(Source passage):

———

If you have problems getting this part to work, consider contacting a local support person or emailing python-help@python.org for help. If neither solution works, consider posting on the comp.lang.python newsgroup (details on the newsgroup/mailing list are available at http://www.python.org/psa/MailingLists.html#clp ).

Testing the Numeric Python Extension Installation

The standard Python distribution does not come as of this writing with the Numeric Python extensions installed, but your system administrator may have installed them already. To find out if your Python interpreter has NumPy installed, type import Numeric at the Python prompt. You'll see one of two behaviors (throughout this document, bold Courier New font indicates user input, and standard Courier New font indicates output):

>>> import Numeric

Traceback (innermost last):

File "<stdin>", line 1, in ?

ImportError: No module named Numeric

>>>

indicating that you don't have NumPy installed, or:

>>> import Numeric

>>>

indicating that you do. If you do, go on to the next step. If you don't, you have to get the NumPy extensions.

Installing NumPy

The release facility at SourceForge is accessed through the project page, http://sourceforge.net/projects/numpy. Click on the "numpy" releases and you will be presented with a list of the available files. The files whose names end in ".tar.gz" are source code releases. The others are "prebuilt" for a given platform. It is possible to get the latest sources directly from our CVS repository using the facilities described at SourceForge. Note that while every effort is made to ensure that the repository is always "good", direct use of the repository is subject to more errors than using a standard release.

Installing on Windows

On Windows, we currently have .zip files that should be unzipped into the top of your Python distribution; there is no "Setup" to run. If you wish to build from source on Windows, the Unix procedure described below can be used, running python in a command-line tool.

In general, there may not be a prebuilt version of a particular kind available in every minor release. If you need a prebuilt version, choose the most recent version available.

———

(Exercise tasks):
A – In the passage on installing NumPy, which files in the SourceForge release list are source code releases?
B – Quote the stretch of the passage on installing NumPy from "Installing on Windows" through "recent version available.".

(Data):
———

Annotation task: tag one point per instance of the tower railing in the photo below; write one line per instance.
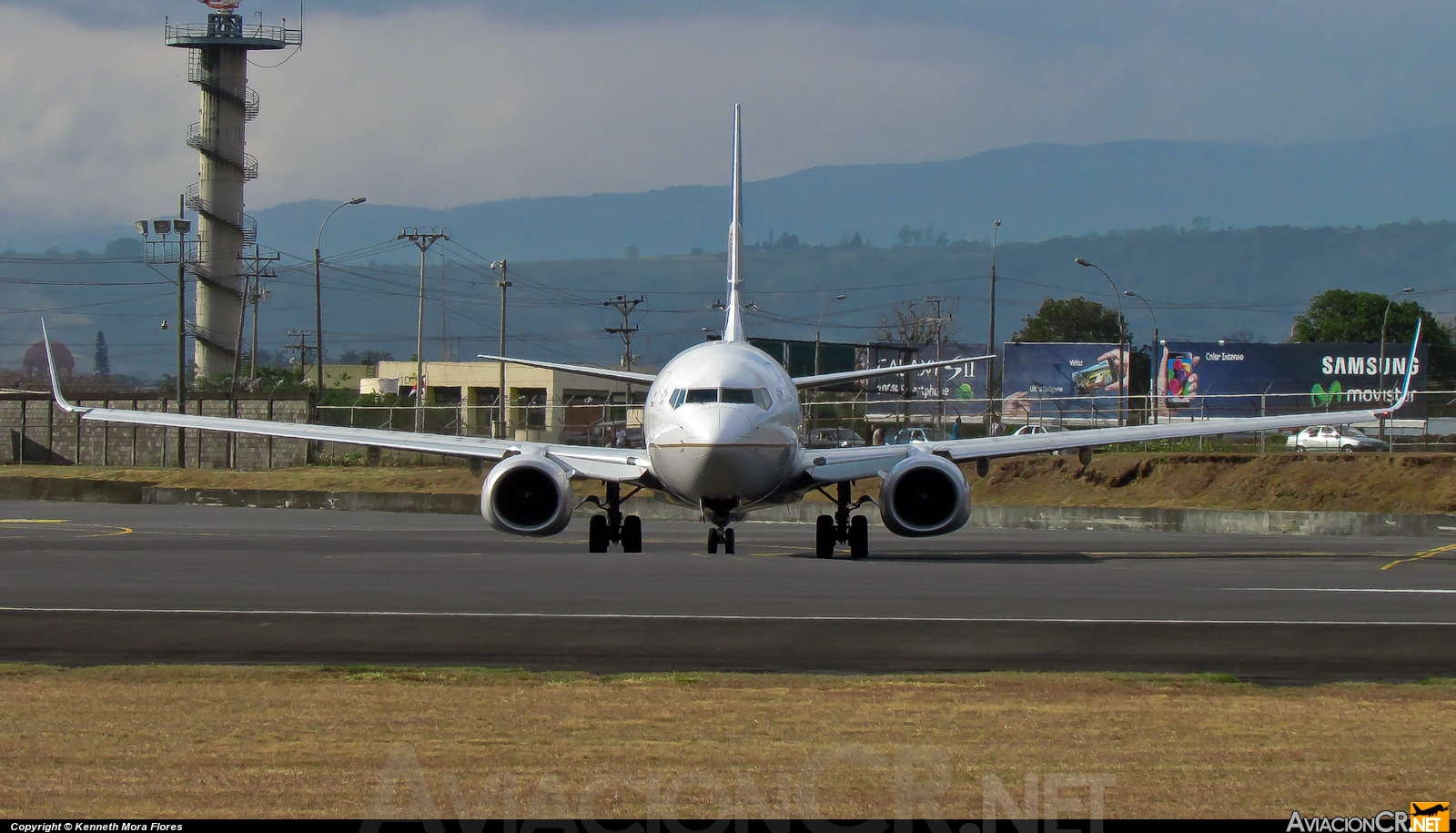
(226, 153)
(239, 220)
(188, 34)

———

(Solutions in order):
A – The files whose names end in ".tar.gz" are the source code releases.

B –
Installing on Windows

On Windows, we currently have .zip files that should be unzipped into the top of your Python distribution; there is no "Setup" to run. If you wish to build from source on Windows, the Unix procedure described below can be used, running python in a command-line tool.

In general, there may not be a prebuilt version of a particular kind available in every minor release. If you need a prebuilt version, choose the most recent version available.